Mad about the boy

It was once a popular belief (maybe it still is) that men reach their sexual peak at 18 while women don’t reach that pinnacle until they are 35. This would suggest that to have a really explosive sex life, we ladies need a toy boy.

Having once been in a long-term relationship with someone six years younger than me, I have touched on this concept, but not gone far enough, I reckon. And I have been pondering the benefits of a young stallion. Recent nude pictures of Harry Styles (Google him, fogies) have further piqued my appetite.

The young male form is one of true beauty – long sinewy bodies, the hint of a little muscle (I am not seeking out a gym bunny covered in lots of firm lumpy bits), still-soft facial hair, pert little bottoms, a slight hint of androgyny. Germaine Greer is not everyone’s cup of tea, but in her 2003 book, The Boy, she celebrates this concept and was accused of acting inappropriately for fawning over teenage youths. But she was just enjoying their flawless, passing loveliness.

Work order 1: List every number that the piece about dating younger men states, whether written in figures or in words.
Work order 2: Resume the piece about dating younger men from the point where it stops, continuing in the same voice.

Extracted information:
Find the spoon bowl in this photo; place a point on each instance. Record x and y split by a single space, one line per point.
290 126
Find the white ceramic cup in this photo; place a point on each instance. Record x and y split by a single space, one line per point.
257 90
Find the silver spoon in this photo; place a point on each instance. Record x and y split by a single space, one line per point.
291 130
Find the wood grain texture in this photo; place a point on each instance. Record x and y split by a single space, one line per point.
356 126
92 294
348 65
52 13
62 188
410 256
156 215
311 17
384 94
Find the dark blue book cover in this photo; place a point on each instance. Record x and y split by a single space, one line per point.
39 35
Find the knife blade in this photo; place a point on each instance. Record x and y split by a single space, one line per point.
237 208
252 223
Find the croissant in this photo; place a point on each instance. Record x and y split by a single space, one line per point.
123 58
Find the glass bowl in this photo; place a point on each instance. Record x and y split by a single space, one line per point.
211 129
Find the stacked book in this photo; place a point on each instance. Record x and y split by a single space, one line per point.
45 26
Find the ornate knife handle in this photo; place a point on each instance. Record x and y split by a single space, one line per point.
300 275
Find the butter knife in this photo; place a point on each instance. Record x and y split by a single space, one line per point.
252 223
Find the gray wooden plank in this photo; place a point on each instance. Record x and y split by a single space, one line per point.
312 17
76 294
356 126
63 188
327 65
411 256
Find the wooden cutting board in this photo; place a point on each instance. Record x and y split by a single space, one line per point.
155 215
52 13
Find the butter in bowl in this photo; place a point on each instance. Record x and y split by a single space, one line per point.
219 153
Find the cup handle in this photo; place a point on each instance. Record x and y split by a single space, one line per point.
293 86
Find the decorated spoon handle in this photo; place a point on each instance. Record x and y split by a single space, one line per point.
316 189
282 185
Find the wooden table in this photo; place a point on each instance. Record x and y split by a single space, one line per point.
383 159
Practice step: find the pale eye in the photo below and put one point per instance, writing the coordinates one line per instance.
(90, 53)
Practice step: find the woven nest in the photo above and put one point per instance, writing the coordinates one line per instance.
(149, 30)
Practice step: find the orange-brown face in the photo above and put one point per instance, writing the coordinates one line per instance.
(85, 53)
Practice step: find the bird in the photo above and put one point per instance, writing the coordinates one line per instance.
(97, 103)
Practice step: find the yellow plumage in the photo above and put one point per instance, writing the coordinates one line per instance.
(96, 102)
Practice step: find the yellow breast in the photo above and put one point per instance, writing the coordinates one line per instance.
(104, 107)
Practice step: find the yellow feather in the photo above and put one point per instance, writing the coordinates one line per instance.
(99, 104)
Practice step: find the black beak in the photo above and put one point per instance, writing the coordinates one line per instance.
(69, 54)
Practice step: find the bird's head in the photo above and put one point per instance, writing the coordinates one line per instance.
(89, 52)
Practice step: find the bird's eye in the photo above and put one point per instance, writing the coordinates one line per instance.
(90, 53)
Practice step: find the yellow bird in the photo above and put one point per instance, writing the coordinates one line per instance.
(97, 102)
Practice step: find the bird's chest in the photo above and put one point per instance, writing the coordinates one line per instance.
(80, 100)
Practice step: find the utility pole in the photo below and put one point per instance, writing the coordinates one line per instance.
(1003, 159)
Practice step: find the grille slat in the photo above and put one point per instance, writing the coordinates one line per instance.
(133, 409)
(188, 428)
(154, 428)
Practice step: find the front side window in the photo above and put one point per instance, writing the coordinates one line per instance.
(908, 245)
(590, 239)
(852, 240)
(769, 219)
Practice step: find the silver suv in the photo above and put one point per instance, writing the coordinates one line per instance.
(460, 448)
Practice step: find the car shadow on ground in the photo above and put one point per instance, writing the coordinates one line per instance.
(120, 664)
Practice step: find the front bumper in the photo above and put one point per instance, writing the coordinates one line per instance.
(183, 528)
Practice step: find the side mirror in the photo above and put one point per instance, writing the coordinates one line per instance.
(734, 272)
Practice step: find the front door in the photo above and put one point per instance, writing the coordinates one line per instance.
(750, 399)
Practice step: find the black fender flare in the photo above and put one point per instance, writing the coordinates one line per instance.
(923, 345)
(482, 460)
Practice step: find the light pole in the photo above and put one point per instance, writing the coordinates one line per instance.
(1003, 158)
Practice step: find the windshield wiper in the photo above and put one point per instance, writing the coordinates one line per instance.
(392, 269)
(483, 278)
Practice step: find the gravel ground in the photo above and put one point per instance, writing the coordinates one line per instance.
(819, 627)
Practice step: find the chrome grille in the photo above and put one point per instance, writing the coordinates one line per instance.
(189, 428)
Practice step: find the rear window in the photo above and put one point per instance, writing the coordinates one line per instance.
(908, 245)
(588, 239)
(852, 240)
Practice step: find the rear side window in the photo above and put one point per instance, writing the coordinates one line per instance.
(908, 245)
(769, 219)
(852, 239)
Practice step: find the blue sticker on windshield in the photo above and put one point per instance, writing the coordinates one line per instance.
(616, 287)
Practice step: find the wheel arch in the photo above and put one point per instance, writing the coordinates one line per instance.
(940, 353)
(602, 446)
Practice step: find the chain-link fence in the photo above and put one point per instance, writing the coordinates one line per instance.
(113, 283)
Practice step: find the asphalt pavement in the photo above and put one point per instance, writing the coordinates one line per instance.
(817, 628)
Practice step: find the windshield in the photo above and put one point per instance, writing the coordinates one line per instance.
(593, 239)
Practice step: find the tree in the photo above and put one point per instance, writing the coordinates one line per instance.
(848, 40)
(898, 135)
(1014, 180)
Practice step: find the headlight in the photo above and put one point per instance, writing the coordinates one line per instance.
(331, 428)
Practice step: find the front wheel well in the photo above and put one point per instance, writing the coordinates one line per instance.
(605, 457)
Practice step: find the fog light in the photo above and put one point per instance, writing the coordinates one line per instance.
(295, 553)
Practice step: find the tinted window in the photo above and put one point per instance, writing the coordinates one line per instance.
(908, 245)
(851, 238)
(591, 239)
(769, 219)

Expected output 1: 18, 35, six, 2003

Expected output 2:
Don’t get me wrong – I am not seeking to corrupt the next dreamy sixth-former I spot at the bus stop (well, only if he willingly comes home with me!). But in a previous job, I used to have to visit a local secondary school and talk to its star rugby or football players about their achievements. Much of what they said was beyond my limited sports knowledge, but I was nearly always in awe of their flawless faces, broadening shoulders and their general ‘in bloom’ vibe. Each one was teetering on the brink of manhood. In some ways they were already beautiful young men, but in others, they were still boys. I would struggle to stop myself just gazing open mouthed at some of them – particularly the young rugby players – my inner conscience shouting at me to get a grip.

The trouble is that life is full of missed opportunities or moments we never enjoy until the present becomes the past. When I was at an age when young (say 18-25-year-old) men would even look at me, i.e. when I was 18-25 myself, it was never that great. But now, when I would be viewed by such men as a middle-aged sack of potatoes, I fantasise about these smooth-skinned, ripe little berries.

Aside from their jaw-dropping beauty, I also imagine a wide-eyed bouncy young pup would be eager to please in the bedroom, that he would not be too arrogant to be shown a thing or two. And, best of all, he would have marathon-runner stamina.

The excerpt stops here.